Give a verbatim repeat of the lines that run from the line containing "baseball cap and respond with bounding boxes." to the end of the data below.
Segment Open
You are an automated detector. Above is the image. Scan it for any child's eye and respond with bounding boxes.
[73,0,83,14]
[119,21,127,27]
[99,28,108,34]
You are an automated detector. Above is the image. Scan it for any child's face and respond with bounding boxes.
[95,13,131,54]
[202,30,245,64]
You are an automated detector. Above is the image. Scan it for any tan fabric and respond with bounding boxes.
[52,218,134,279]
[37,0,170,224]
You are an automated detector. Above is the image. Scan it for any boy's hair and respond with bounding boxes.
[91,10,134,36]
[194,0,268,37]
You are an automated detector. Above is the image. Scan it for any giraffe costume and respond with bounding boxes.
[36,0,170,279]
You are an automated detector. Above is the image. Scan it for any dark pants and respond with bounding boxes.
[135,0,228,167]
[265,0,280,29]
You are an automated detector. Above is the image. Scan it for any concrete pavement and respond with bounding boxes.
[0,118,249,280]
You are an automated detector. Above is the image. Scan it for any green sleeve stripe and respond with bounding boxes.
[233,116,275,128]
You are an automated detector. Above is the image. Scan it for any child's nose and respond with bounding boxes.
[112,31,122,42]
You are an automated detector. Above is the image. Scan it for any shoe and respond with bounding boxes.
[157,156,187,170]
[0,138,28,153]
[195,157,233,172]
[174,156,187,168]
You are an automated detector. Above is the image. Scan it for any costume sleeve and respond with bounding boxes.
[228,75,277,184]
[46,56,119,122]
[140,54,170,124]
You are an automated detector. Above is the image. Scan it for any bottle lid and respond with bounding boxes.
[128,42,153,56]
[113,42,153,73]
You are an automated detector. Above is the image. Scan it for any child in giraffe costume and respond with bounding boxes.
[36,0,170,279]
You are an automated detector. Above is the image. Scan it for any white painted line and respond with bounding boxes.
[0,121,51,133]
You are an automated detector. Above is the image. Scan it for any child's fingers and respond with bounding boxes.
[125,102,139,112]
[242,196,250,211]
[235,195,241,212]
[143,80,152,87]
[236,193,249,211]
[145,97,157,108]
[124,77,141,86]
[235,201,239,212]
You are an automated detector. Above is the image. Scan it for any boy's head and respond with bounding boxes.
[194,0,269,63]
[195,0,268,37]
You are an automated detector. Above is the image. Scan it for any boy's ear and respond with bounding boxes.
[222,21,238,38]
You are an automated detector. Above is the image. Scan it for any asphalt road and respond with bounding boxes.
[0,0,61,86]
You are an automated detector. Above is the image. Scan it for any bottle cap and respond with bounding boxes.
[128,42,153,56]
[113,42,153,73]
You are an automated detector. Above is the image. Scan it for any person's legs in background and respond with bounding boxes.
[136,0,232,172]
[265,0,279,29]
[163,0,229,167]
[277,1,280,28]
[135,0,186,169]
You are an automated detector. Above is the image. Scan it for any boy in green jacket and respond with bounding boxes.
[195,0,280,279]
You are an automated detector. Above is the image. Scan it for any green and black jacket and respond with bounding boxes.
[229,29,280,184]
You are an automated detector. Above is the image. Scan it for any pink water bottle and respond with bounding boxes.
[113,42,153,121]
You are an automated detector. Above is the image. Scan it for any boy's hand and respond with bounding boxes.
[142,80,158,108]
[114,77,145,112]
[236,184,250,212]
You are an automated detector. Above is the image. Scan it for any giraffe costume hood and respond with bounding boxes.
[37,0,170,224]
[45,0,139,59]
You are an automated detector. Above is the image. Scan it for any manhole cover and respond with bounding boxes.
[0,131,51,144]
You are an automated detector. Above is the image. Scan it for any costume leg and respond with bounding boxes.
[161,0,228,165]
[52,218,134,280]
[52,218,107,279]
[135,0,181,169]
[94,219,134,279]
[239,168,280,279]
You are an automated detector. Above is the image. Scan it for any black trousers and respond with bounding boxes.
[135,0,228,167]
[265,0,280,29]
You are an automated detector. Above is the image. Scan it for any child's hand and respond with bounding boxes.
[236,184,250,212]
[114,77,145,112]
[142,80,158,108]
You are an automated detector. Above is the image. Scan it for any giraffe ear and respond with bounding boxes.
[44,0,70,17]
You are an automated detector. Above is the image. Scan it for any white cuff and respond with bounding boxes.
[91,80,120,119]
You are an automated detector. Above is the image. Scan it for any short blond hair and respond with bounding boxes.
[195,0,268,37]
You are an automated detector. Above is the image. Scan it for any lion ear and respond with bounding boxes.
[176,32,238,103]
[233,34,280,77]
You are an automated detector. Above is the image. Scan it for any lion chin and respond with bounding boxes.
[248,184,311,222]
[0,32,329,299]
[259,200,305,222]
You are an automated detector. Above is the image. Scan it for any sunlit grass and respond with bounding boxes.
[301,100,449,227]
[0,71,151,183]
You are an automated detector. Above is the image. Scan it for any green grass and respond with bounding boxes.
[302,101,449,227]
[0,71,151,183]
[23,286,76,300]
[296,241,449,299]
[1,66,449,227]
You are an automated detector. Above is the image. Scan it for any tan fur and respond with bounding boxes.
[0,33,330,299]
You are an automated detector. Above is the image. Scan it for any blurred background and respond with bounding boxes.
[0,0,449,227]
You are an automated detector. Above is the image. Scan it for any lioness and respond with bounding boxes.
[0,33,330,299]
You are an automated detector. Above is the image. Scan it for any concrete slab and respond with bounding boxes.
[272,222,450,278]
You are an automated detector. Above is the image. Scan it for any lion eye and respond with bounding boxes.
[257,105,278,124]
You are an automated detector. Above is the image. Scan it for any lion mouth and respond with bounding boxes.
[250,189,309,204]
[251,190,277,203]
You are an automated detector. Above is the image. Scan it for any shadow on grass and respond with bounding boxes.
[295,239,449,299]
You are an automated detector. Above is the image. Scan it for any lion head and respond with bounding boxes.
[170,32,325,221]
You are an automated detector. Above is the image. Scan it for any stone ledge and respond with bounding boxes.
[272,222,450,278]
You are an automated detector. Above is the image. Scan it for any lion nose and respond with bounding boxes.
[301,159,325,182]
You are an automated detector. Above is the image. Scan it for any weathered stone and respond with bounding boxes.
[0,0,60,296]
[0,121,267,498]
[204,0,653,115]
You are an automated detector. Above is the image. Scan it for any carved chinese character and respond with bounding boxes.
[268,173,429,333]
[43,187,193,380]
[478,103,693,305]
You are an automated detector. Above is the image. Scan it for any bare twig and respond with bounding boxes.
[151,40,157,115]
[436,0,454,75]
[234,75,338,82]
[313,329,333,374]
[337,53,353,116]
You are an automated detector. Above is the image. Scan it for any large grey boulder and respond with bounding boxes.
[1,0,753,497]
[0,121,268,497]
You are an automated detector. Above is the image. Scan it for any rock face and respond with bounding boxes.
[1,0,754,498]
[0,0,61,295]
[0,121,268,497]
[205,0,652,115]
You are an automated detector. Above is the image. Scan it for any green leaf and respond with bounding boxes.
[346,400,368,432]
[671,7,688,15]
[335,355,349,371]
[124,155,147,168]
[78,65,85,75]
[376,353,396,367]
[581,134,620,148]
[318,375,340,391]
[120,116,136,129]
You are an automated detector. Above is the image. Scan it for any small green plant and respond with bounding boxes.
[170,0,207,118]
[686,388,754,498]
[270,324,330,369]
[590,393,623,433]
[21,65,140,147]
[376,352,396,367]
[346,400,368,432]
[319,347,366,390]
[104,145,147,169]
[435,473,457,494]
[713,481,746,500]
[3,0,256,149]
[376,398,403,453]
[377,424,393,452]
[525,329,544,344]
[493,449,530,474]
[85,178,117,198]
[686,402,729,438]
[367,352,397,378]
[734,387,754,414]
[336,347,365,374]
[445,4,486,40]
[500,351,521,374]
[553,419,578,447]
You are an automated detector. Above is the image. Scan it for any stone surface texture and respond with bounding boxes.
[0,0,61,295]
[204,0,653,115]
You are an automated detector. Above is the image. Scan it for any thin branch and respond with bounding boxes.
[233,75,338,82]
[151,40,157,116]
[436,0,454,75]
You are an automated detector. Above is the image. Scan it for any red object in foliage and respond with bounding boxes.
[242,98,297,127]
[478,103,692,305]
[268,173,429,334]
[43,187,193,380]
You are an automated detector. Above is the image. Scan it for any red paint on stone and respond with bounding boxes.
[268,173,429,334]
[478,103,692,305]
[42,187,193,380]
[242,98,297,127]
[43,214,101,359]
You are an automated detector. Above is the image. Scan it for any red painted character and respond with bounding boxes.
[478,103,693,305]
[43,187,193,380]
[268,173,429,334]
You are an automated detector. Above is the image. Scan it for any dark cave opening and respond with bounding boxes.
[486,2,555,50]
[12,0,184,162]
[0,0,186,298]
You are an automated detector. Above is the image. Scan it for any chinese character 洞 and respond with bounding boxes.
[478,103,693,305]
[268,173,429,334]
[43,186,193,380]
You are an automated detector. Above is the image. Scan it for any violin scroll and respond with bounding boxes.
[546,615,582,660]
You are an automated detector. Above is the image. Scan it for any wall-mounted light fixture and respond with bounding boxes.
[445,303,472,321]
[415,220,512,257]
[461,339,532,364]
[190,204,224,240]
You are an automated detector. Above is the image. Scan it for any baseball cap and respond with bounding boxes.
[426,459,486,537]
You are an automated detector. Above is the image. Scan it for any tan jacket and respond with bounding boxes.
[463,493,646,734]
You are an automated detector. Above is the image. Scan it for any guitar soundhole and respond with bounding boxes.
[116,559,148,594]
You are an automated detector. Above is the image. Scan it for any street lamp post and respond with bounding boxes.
Segment Closed
_Reply to the task:_
You are an automated detector. Above is the image. Scan it for any baseball cap and respond with bounding boxes.
[426,459,486,537]
You are an automated detector. Above is the image. Scan it for any tan jacket and respond with bounding boxes.
[463,493,646,734]
You are an automated detector. Above is the image. Scan it for any guitar soundhole and respond with bounding boxes.
[116,559,148,594]
You are an automated detector. Above is the image. Scan it for any street lamp post and respond with bounding boxes.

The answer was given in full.